**WORK REQUEST**
How many lines in the records below contain the string "negative"? Reply with the number alone.

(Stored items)
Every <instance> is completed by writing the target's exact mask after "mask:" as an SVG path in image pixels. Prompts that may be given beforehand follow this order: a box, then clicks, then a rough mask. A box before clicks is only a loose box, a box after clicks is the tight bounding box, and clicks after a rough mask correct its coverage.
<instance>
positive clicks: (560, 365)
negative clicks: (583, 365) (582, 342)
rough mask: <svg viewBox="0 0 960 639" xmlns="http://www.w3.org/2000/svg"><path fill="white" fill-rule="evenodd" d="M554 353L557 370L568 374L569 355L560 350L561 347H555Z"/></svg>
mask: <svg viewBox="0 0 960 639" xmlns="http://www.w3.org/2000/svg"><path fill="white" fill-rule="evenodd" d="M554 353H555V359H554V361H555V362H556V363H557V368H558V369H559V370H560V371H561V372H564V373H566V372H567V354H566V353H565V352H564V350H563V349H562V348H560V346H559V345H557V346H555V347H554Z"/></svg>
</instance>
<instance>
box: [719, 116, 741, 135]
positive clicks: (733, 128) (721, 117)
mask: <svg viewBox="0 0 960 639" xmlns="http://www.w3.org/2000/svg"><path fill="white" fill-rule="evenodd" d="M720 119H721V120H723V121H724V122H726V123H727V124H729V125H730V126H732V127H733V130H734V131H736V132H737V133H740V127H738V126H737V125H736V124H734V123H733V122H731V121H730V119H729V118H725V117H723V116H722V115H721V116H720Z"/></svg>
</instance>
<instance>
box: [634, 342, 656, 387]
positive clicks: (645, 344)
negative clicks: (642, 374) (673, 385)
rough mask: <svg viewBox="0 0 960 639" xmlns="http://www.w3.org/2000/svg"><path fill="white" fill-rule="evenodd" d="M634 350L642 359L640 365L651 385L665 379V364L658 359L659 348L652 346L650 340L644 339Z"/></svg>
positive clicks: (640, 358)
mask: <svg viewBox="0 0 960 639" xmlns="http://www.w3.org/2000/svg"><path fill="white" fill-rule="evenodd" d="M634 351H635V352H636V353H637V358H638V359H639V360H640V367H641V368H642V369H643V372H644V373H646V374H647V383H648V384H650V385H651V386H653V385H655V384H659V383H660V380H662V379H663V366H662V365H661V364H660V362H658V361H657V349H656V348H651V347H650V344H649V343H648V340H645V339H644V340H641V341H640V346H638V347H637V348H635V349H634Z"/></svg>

**SOLUTION TO THIS TASK**
2